### Extract provided
Why Do I Have Bruises Long After Getting Botox for Frown Lines?
Botox is one of the most performed aesthetic treatments in the world, hailed as an easy and effective way to prevent the formation of facial wrinkles and other lines on the face. The procedure has been backed by clinical studies to give you faster results than its more surgically invasive counterparts. Aside from this, Botox only needs a few treatments before the effects start to kick in, which means less recovery time for the patient. However, side effects can still happen, like swelling and bruising.
So why do you have bruises long after getting Botox for frown lines? Normally, this procedure leaves side effects like bruising, bleeding, and swelling, but these should only last for hours or even days after the procedure is done. If you're still experiencing Botox bruising weeks after your treatment, it could be a sign that something has gone wrong with the injection itself.
Why Do You Bruise After Botox?
Botox treatments are a relatively simple injection that freezes the facial muscles, preventing them from receiving nerve signals and shutting down their movement. Without muscle contractions or muscle movement, your skin remains smooth and less likely to develop wrinkles.
Bruising does happen as a side effect, and it's not because of the Botox itself, but one of the reactions that the body can have towards an injectable treatment. Particularly, this concerns the injector and the actual needle used in your Botox injection.
To administer a Botox treatment, your injector would have to insert the needle into the muscle layer of the skin, which is deeper than most conventional aesthetic treatments reach. For an experienced injector who's studied the common entry procedures for a Botox treatment, this shouldn't be a problem.
The problem occurs when the injector hits a blood vessel with the needle during Botox cosmetic treatments. This can puncture the blood vessel and disrupt blood flow, resulting in a bruise that can take several days to recover from. Since the diameter of the needle used during Botox treatments isn't very large, bruising shouldn’t be a major concern even if it's one of the more common side effects.

### Raw data
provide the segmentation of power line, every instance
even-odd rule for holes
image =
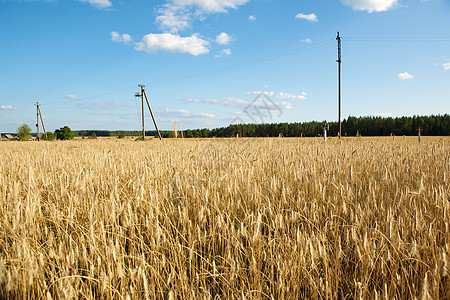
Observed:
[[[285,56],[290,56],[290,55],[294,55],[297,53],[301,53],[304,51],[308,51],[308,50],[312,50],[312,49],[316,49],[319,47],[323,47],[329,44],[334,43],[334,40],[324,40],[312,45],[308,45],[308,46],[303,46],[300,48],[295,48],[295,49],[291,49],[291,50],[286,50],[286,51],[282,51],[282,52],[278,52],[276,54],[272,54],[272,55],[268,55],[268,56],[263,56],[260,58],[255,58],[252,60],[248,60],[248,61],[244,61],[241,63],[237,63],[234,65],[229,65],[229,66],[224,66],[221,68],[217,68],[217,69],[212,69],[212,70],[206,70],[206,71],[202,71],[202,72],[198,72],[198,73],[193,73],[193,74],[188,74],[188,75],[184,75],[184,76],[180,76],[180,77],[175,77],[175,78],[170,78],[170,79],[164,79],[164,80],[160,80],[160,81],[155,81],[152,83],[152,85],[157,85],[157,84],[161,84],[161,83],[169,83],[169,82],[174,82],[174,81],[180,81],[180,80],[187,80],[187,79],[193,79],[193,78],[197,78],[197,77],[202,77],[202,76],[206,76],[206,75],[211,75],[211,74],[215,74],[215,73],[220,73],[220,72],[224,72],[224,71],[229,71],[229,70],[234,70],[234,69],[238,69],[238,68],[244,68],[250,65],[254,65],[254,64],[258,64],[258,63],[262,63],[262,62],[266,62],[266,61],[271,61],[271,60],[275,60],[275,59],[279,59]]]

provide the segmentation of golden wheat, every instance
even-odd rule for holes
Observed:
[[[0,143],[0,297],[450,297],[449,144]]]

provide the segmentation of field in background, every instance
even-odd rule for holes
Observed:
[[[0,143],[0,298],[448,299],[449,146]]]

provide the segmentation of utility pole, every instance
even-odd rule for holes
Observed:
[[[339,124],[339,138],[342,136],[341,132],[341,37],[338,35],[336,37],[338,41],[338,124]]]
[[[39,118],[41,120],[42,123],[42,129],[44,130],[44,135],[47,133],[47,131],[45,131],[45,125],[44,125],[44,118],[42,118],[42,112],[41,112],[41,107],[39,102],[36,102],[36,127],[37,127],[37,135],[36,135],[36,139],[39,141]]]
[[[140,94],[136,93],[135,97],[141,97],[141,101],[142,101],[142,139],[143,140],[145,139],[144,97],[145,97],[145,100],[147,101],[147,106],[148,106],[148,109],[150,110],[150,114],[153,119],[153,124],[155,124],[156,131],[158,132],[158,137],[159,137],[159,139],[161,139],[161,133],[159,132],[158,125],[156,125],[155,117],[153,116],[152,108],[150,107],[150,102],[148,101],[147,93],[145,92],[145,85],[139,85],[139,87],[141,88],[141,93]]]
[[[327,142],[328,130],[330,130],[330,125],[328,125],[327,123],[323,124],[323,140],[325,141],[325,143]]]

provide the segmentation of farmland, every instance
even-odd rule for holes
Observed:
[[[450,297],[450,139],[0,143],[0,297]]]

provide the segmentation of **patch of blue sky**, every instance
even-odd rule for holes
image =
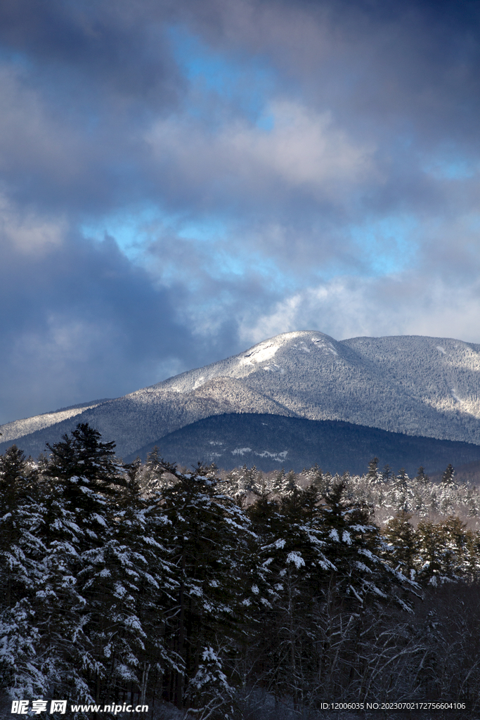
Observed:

### Problem set
a – In the article on Botox bruising, rewrite the paragraph beginning "The problem occurs when" as a short bulleted list that keeps its main facts.
b – Summarize the article on Botox bruising in two sentences.
c – Write the next paragraph of the article on Botox bruising, continuing after its final sentence.

### Results of the exercise
a –
- Bruising happens when the injector's needle hits a blood vessel during a Botox treatment.
- The needle can puncture the vessel and disrupt blood flow, causing a bruise that may take several days to heal.
- Because the needle used for Botox has a small diameter, bruising should not be a major concern, even though it is one of the more common side effects.

b – Botox is one of the most performed aesthetic treatments and works by freezing facial muscles to prevent wrinkles, and its side effects such as bruising and swelling should normally last only hours or days, so bruising weeks later may mean something went wrong with the injection. The bruising comes not from the Botox itself but from the needle, which goes into the muscle layer and can cause a bruise if it punctures a blood vessel, though the needle's small diameter means this should not be a major concern.

c –
Given that frown lines are near many blood vessels that can move around during your treatment, bruising may happen more than you'd think. While a skilled injector can drastically lower the odds of this happening, each person has a different facial anatomy, so it's still a reasonable possibility to have some bruising on the treatment site.
On their own, cosmetic injections like Botox don't really have much in terms of adverse effects aside from some bruising and swelling in the treated area after a few days after. More serious adverse effects like a bacterial infection or an allergic reaction can occur, but these are few and far between.
When Should I Start Getting Worried?
Overall, any bruising after Botox should disappear within a few days up to a week after your treatment. But if your bruises last for up to 3 weeks, it could be a sign that the blood vessels nicked during your treatment haven't healed, or you've been doing activities that aggravate any bruises that you've already had.
Most medical providers generally advise that you get a checkup if any bruising from Botox treatments last for more than 7 days. It's also possible for your Botox provider to check on any specific bruising you'll get during your follow-up treatments.
Alternatively, if your bruising is accompanied by other severe symptoms like excessive swelling, bleeding, or paralysis on areas beyond your mouth, then you should also get medical help immediately.
What Can You Do to Avoid Bruises After Botox Treatments?
If it's not caused by a serious nick to one of your blood vessels, bruises after Botox are usually a result of something that you've been doing, drinking, or eating before and after your treatment. Aside from your normal activities, some substances can affect the likelihood of developing bruises during Botox. These substances may even make bruising persist weeks after treatment.
If you want to avoid bruises after your Botox treatment, here are some things that you should (or shouldn't) do:
Alcohol (and other related drinks) are vasodilators, which are substances that cause your blood vessels to expand and relax. This increases blood flow to the rest of your body - which is responsible for that red flush that you see when getting drunk - and may make your blood vessels more prominent.
This is bad news for needlepoint injections like Botox since patients who do drink alcohol make themselves more susceptible to getting bruised from the injection. This is particularly noticeable on frown lines because they surround the outsides of the mouth, and the blood vessels there can be especially affected whenever you drink.
Avoiding alcohol of any kind will definitely help lower your chances of getting a bruise since your blood vessels won't be in the way when the Botox is injected around your face. The amount of alcohol that you drink doesn't matter, as even a small amount can make your blood vessels dilate. If you want to know the safe windows for drinking alcohol after Botox treatments, consult your provider.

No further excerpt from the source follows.